TASK TO CARRY OUT —
Please return every one of the records below word for word, keeping each line unchanged.

(Recorded data)
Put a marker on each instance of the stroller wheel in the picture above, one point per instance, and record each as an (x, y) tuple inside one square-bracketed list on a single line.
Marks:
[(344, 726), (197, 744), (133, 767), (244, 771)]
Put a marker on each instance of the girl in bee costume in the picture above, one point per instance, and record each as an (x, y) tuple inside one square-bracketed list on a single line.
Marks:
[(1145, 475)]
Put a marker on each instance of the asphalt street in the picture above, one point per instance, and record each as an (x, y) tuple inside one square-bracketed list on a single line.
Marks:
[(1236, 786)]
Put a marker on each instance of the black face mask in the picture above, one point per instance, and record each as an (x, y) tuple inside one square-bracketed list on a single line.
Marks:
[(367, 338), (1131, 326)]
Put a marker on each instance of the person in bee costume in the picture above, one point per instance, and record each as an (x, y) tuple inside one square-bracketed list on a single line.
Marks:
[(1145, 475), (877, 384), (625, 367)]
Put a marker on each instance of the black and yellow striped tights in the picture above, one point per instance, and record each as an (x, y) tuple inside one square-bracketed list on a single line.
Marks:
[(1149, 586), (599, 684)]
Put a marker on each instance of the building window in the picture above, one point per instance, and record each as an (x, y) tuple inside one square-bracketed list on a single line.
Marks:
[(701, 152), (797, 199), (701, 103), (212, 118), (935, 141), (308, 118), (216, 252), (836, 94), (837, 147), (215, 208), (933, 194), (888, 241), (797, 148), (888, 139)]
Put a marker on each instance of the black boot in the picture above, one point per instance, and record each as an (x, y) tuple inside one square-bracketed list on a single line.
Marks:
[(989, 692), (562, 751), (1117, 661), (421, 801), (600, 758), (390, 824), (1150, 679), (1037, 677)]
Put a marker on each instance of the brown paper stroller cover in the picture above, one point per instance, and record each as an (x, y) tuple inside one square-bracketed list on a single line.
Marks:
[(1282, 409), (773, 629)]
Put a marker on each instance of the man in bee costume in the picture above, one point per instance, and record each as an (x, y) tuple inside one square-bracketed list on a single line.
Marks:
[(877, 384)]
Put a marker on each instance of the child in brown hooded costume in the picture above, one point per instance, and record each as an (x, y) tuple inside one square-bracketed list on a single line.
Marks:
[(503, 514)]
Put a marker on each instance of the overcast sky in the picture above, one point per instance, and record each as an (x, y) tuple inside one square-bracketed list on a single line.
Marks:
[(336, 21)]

COMPLETE RESPONSE —
Put a marker on each instance of the stroller wheel in the picture above, one point per instance, and record each as an (x, y) tuple inside one square-bracketed list on a single line.
Marks:
[(344, 726), (197, 744), (133, 767), (244, 771)]
Put a marker on each instance of the girl in bee costume in the picture above, one point per instance, and record each as an (x, y) tuple inside one square-bracketed list on a single line.
Marks:
[(1145, 475)]
Put a marker on each instance of the asphalt street in the picture above, one point per instance, and record each as an (x, y) tuple inside one square-bracketed list on a single line.
Marks:
[(1236, 786)]
Put a marker on each instance of the black face mask in the picture above, one point per instance, and record each as an (x, y) tuple inside one square-bracketed list on a single line.
Marks:
[(367, 338), (1131, 326)]
Put a marker on each instance of the person in bee costume in the picture above, one point per instance, and record each as an (x, y) tuple inside one square-bracketed list on a single line.
Marks:
[(1145, 475), (877, 384), (625, 367)]
Put a marker on each instance of the black and yellow striped tights in the picture above, one point per instance, and record each as an (x, y) tuple inside one square-bracketed list on a single line.
Marks:
[(1149, 586), (599, 684)]
Put a marker on each instance of the building window in the picture above, one point per instance, and record each as an (x, y) tuple inside one square-bracketed list on a single line.
Marks:
[(701, 152), (797, 199), (701, 103), (212, 118), (935, 141), (308, 118), (216, 252), (836, 94), (837, 147), (215, 208), (933, 194), (888, 241), (797, 148), (888, 139)]
Put a marker on each instance of the black boot in the picture above, one point per instance, and record each as an (x, y) tuple inside one square-bracketed list on a single line.
Marks:
[(989, 692), (562, 751), (1117, 661), (421, 801), (600, 758), (390, 824), (1150, 679), (1037, 677)]
Put a marker on each instance of the brown paper stroller cover in the picture above, one point per instance, and record each as an (x, y) tuple inside one square-bracketed list on a single line.
Marks:
[(1282, 409), (773, 629)]
Put a marker on each instance of the man in bee costume in the picture above, one point per instance, and record each as an (x, y) tuple inside one square-bracketed list on a single line.
Marks:
[(877, 384)]
Put a marker on each instance of the child in brown hooded costume in the picture above, one point per instance, and record each as an (x, y) tuple inside one square-bracketed list on a single line.
Marks:
[(503, 514)]
Put a marker on each instance of the overcast sky in the picture above, one point per instance, and record each as an (x, y) tuple inside one square-bracketed list on a single line.
Marks:
[(336, 21)]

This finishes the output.